┏━━

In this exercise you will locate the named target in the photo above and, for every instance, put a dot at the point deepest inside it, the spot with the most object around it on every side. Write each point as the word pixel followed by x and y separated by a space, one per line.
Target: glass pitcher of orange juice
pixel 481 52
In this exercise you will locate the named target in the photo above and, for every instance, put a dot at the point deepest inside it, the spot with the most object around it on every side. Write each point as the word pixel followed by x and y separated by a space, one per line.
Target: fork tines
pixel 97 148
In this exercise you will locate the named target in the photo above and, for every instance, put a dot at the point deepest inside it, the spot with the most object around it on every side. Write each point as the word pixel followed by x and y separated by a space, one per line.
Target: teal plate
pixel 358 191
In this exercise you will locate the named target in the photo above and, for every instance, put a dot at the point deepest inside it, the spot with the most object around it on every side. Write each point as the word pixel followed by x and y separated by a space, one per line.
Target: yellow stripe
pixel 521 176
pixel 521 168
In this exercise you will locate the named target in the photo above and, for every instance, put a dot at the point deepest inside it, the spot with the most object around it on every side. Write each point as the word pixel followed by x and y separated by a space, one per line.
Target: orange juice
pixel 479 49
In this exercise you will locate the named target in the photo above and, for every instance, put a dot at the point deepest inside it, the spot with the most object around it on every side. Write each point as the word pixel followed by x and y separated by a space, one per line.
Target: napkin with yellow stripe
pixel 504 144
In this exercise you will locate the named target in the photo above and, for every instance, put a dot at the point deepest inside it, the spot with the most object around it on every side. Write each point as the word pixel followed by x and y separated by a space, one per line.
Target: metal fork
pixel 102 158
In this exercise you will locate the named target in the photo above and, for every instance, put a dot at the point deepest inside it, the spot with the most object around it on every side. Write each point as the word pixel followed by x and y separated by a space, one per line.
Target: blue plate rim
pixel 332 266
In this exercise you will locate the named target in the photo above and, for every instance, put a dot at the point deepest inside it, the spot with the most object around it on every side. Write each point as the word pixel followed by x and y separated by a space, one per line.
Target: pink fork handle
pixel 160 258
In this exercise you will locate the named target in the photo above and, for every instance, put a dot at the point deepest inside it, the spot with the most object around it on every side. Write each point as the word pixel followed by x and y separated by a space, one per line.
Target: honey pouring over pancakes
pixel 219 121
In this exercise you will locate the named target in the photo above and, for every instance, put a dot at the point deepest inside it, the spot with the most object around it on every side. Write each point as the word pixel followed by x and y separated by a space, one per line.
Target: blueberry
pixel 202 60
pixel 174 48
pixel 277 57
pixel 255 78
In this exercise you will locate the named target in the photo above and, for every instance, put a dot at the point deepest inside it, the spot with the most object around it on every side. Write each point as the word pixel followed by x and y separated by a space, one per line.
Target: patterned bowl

┗━━

### What to work on
Repeat the stretch from the start of the items through the line that contains "pixel 504 144", both ends included, copying each line word for word.

### Completed exercise
In this exercise you will locate the named target in the photo above and, for every instance, put a dot at the point deepest inside it, the spot with the most object around it on every side. Write each point as the word pixel followed by x and y separated by a space, one per line.
Target: glass pitcher of orange juice
pixel 481 52
In this exercise you will locate the named target in the photo above and, for every instance, put a dot at the point deepest inside it, the spot with the most object around it on every side. Write each point as the word pixel followed by x and y separated by a space, one per line.
Target: fork tines
pixel 97 148
In this exercise you will locate the named target in the photo above and, for every instance, put a dot at the point deepest inside it, the spot with the most object around it on every side. Write each point as the word pixel followed by x and y separated by a space, one per line.
Target: teal plate
pixel 358 191
In this exercise you will locate the named target in the photo above and, for every instance, put a dot at the point deepest inside it, the spot with the most object around it on every side. Write each point as the word pixel followed by x and y separated by a space, one per line.
Target: yellow stripe
pixel 521 176
pixel 521 168
In this exercise you will locate the named target in the photo above and, for every instance, put a dot at the point deepest inside it, the spot with the most object around it on every side. Write each point as the word pixel followed by x and y separated by a space, one per line.
Target: orange juice
pixel 479 49
In this exercise you will locate the named target in the photo above and, for every instance, put a dot at the point deepest inside it, the spot with the most object around it on every side. Write each point as the word pixel followed by x and y separated by a space, one per line.
Target: napkin with yellow stripe
pixel 504 144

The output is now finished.